(PROMPT)
Go through the entries and copy each one exactly. Leave none out.

(GIVEN DATA)
[Start of section]
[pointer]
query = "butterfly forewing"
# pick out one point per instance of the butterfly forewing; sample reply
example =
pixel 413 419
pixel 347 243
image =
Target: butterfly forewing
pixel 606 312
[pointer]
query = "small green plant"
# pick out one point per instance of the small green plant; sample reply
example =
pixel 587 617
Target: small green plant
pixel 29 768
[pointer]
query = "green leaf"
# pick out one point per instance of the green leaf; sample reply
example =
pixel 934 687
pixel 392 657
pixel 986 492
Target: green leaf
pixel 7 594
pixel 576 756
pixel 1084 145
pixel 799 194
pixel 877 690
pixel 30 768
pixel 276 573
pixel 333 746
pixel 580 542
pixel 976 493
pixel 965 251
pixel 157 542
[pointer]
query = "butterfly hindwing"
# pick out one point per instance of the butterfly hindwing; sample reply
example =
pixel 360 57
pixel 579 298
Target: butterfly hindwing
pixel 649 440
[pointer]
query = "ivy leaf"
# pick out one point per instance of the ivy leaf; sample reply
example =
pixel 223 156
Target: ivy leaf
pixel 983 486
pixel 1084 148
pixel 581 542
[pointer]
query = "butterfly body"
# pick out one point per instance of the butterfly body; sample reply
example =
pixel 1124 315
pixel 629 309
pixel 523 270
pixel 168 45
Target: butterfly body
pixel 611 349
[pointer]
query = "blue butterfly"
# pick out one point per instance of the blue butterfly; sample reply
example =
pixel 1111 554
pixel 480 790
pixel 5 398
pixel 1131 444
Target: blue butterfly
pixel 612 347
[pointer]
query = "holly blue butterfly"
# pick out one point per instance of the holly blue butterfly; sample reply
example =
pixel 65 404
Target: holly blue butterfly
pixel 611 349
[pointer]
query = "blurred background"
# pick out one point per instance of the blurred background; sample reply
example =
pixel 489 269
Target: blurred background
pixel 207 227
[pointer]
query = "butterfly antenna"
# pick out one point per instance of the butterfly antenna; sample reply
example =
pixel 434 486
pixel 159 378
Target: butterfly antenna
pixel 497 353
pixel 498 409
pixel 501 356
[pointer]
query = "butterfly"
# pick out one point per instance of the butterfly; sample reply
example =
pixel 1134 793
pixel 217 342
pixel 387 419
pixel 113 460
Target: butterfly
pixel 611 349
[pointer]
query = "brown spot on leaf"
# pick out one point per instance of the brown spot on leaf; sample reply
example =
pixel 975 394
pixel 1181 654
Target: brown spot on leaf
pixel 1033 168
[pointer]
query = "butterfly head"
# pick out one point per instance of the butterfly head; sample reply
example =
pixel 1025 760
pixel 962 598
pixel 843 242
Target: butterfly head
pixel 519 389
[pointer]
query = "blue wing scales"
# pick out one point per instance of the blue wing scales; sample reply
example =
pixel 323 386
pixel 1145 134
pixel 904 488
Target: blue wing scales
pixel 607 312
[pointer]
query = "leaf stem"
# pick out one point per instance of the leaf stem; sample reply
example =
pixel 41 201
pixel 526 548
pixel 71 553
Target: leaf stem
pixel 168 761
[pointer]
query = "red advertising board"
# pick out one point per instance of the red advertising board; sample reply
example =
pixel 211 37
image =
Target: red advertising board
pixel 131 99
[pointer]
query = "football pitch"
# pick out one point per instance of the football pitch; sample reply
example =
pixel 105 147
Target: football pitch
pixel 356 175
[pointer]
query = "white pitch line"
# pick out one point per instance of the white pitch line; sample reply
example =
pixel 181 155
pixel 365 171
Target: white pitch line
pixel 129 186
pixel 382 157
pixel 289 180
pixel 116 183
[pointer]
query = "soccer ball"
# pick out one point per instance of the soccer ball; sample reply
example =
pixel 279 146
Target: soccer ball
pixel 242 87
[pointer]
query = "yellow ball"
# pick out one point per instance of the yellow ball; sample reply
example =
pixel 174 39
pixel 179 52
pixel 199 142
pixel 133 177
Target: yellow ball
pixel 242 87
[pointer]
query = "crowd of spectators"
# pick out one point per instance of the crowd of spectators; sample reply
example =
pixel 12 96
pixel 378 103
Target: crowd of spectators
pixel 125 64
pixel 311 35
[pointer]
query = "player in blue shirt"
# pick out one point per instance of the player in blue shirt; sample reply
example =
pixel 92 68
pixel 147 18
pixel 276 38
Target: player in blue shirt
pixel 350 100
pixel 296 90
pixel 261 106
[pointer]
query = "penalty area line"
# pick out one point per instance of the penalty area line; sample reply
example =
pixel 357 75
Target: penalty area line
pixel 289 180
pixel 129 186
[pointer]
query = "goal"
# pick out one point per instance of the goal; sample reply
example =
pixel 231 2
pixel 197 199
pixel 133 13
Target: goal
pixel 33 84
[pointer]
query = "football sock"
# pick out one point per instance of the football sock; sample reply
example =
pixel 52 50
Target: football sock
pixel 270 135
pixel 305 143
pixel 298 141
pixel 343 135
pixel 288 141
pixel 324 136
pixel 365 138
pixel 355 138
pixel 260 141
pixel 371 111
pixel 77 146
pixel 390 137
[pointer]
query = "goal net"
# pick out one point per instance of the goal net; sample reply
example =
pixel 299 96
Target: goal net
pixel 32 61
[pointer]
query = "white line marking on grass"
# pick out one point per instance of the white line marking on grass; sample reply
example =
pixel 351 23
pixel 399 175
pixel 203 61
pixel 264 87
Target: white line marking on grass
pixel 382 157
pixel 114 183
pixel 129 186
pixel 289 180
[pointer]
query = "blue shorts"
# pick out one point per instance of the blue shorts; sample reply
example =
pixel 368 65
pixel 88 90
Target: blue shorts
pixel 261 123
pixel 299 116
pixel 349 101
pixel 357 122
[End of section]
(ANSWER SPACE)
[pointer]
query = "butterfly forewing"
# pick out one point per instance of the butterfly forewing; sample reply
example =
pixel 413 419
pixel 347 243
image =
Target: butterfly forewing
pixel 606 312
[pointer]
query = "small green plant"
# pick out one point per instance of the small green plant; sample reply
example =
pixel 587 617
Target: small green plant
pixel 29 768
[pointer]
query = "green leaf"
# pick out one point per instance of the green leaf; sample reply
example =
pixel 934 687
pixel 392 657
pixel 986 492
Target: green leaf
pixel 7 594
pixel 576 756
pixel 1084 145
pixel 799 194
pixel 877 690
pixel 30 768
pixel 276 573
pixel 333 746
pixel 580 542
pixel 976 493
pixel 965 251
pixel 157 542
[pointer]
query = "butterfly hindwing"
# pick out one point per instance of the butterfly hindwing; sample reply
example =
pixel 360 57
pixel 579 298
Target: butterfly hindwing
pixel 649 440
[pointer]
query = "ivy leaf"
# pick out one point per instance of the ivy leaf; sample reply
example =
pixel 223 156
Target: ivy leaf
pixel 983 486
pixel 1084 148
pixel 581 542
[pointer]
query = "butterfly body"
# pick out one point per instance of the butterfly body; sample reply
example =
pixel 1124 315
pixel 629 309
pixel 523 270
pixel 168 45
Target: butterfly body
pixel 611 349
[pointer]
query = "blue butterfly"
# pick out one point per instance of the blue butterfly; sample reply
example =
pixel 1111 554
pixel 480 790
pixel 5 398
pixel 1131 444
Target: blue butterfly
pixel 612 347
[pointer]
query = "holly blue butterfly"
# pick out one point per instance of the holly blue butterfly; sample reply
example =
pixel 65 404
Target: holly blue butterfly
pixel 611 349
[pointer]
query = "blurred background"
# pick out one point per instance of the blurred background; sample reply
example =
pixel 489 269
Target: blurred background
pixel 207 227
[pointer]
query = "butterfly antenna"
# pick out one point per instance of the butterfly antenna; sample reply
example =
pixel 434 486
pixel 159 378
Target: butterfly antenna
pixel 497 353
pixel 498 409
pixel 501 356
[pointer]
query = "butterfly"
# pick out one point per instance of the butterfly; sample reply
example =
pixel 1134 793
pixel 217 342
pixel 387 419
pixel 113 460
Target: butterfly
pixel 611 349
[pointer]
query = "brown spot on leaf"
# pick out one point per instance of the brown spot on leaf; sample reply
example =
pixel 975 394
pixel 1181 654
Target: brown spot on leaf
pixel 1033 168
[pointer]
query = "butterfly head"
# pick out one point per instance of the butterfly head; sample reply
example =
pixel 1025 760
pixel 962 598
pixel 843 242
Target: butterfly head
pixel 519 389
[pointer]
query = "blue wing scales"
# pick out one point per instance of the blue wing scales; sample reply
example =
pixel 323 386
pixel 1145 134
pixel 904 488
Target: blue wing scales
pixel 607 312
[pointer]
query = "leaf stem"
# pick out one point per instance of the leaf stem; sample reply
example =
pixel 41 201
pixel 526 548
pixel 71 553
Target: leaf stem
pixel 168 761
[pointer]
query = "red advertising board"
# pick out one point per instance of the red advertising board; sample reply
example =
pixel 211 37
image =
Target: red advertising board
pixel 131 99
[pointer]
query = "football pitch"
# pick out one point per instance of the football pitch; sample reply
example =
pixel 105 147
Target: football pitch
pixel 356 175
[pointer]
query = "white pitch line"
# pick out one point per instance of the white pitch line; sample reply
example =
pixel 181 155
pixel 365 171
Target: white pitch line
pixel 129 186
pixel 382 157
pixel 289 180
pixel 116 183
[pointer]
query = "soccer ball"
# pick out one point per instance of the soccer ball; sample reply
example =
pixel 279 146
Target: soccer ball
pixel 242 87
[pointer]
query = "yellow ball"
# pick out one point per instance of the yellow ball; sample reply
example =
pixel 174 39
pixel 179 52
pixel 199 142
pixel 133 177
Target: yellow ball
pixel 242 87
[pointer]
query = "crowd of spectators"
# pick out one point per instance of the crowd of spectators; sample reply
example =
pixel 12 96
pixel 378 103
Target: crowd of spectators
pixel 125 64
pixel 311 35
[pointer]
query = "player in blue shirt"
# pick out one point per instance of the player in blue shirt; sample reply
example =
pixel 92 68
pixel 147 18
pixel 276 38
Target: player in blue shirt
pixel 350 100
pixel 296 90
pixel 261 106
[pointer]
query = "penalty area line"
# pick out one point per instance of the penalty area line; sample reply
example =
pixel 357 75
Target: penalty area line
pixel 289 180
pixel 129 186
[pointer]
query = "goal"
# pick out one point per instance of the goal; sample reply
example =
pixel 231 2
pixel 197 199
pixel 133 13
Target: goal
pixel 33 84
[pointer]
query = "football sock"
# pick out one point per instance of the football sock; sample reply
example =
pixel 52 50
Target: football sock
pixel 270 135
pixel 305 143
pixel 298 141
pixel 343 135
pixel 288 141
pixel 324 136
pixel 365 138
pixel 355 138
pixel 260 141
pixel 371 111
pixel 77 146
pixel 390 137
[pointer]
query = "goal net"
# pick out one point per instance of the goal net; sample reply
example =
pixel 299 96
Target: goal net
pixel 32 61
[pointer]
query = "white line marking on grass"
# pick out one point per instance of the white line marking on grass; sample reply
example =
pixel 351 23
pixel 399 175
pixel 203 61
pixel 264 87
Target: white line marking on grass
pixel 382 157
pixel 114 183
pixel 129 186
pixel 289 180
[pointer]
query = "blue shorts"
# pick out one point per instance of the blue shorts; sample reply
example =
pixel 368 65
pixel 88 90
Target: blue shorts
pixel 261 123
pixel 299 116
pixel 349 101
pixel 357 122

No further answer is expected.